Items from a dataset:
▼

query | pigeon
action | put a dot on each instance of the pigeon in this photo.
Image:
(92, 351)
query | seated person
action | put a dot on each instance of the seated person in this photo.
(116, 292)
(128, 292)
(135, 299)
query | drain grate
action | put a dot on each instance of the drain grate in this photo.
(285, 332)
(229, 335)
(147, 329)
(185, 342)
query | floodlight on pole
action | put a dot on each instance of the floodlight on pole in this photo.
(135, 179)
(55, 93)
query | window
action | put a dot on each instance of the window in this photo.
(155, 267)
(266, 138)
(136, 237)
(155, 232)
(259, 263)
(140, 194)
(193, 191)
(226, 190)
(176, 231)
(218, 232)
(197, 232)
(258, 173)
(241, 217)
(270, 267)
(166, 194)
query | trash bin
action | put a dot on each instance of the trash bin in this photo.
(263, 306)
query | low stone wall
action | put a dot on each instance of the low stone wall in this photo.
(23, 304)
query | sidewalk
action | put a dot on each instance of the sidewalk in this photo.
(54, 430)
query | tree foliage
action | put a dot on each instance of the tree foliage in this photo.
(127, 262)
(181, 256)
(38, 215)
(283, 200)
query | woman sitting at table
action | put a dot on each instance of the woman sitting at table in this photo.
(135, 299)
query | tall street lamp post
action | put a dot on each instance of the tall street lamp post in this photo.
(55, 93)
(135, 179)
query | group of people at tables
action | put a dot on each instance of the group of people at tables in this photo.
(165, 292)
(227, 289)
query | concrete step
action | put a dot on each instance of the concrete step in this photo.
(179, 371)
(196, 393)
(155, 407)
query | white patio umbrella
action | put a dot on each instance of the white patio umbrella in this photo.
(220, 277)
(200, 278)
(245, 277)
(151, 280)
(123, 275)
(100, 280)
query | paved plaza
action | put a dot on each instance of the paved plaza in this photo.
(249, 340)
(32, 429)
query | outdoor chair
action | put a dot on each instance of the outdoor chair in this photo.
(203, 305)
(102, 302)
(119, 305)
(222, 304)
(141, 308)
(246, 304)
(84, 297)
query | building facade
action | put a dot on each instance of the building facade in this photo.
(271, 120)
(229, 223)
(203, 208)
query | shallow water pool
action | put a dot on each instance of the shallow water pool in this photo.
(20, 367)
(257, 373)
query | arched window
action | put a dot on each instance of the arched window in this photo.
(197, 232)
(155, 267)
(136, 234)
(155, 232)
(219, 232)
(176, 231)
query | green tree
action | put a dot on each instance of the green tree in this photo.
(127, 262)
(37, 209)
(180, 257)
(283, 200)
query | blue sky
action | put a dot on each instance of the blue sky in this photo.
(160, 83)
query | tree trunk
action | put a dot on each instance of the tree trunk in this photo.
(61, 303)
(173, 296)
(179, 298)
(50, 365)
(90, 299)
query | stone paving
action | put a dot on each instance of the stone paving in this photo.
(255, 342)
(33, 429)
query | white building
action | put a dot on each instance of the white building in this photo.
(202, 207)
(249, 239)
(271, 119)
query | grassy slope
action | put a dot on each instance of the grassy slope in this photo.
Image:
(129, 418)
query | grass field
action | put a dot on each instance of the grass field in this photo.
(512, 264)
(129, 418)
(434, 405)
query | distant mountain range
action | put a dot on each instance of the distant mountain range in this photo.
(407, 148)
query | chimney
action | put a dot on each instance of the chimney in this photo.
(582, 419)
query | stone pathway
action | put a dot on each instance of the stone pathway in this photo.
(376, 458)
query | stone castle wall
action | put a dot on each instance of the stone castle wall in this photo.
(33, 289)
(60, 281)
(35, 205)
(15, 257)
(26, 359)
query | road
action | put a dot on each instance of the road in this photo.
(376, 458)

▲

- _What the task asks_:
What do the lines above say from the one containing "query | stone paving" down to the one containing "query | grass field"? Return them exactly, both end lines included, and only them.

- _Solved exercise_:
query | stone paving
action | put a dot on each instance of the stone paving in this photo.
(255, 342)
(33, 429)
query | white building
action | put a dot on each instance of the white building in this photo.
(202, 207)
(249, 239)
(271, 119)
query | grassy slope
action | put a dot on each instance of the grassy slope in this photo.
Image:
(129, 418)
query | grass field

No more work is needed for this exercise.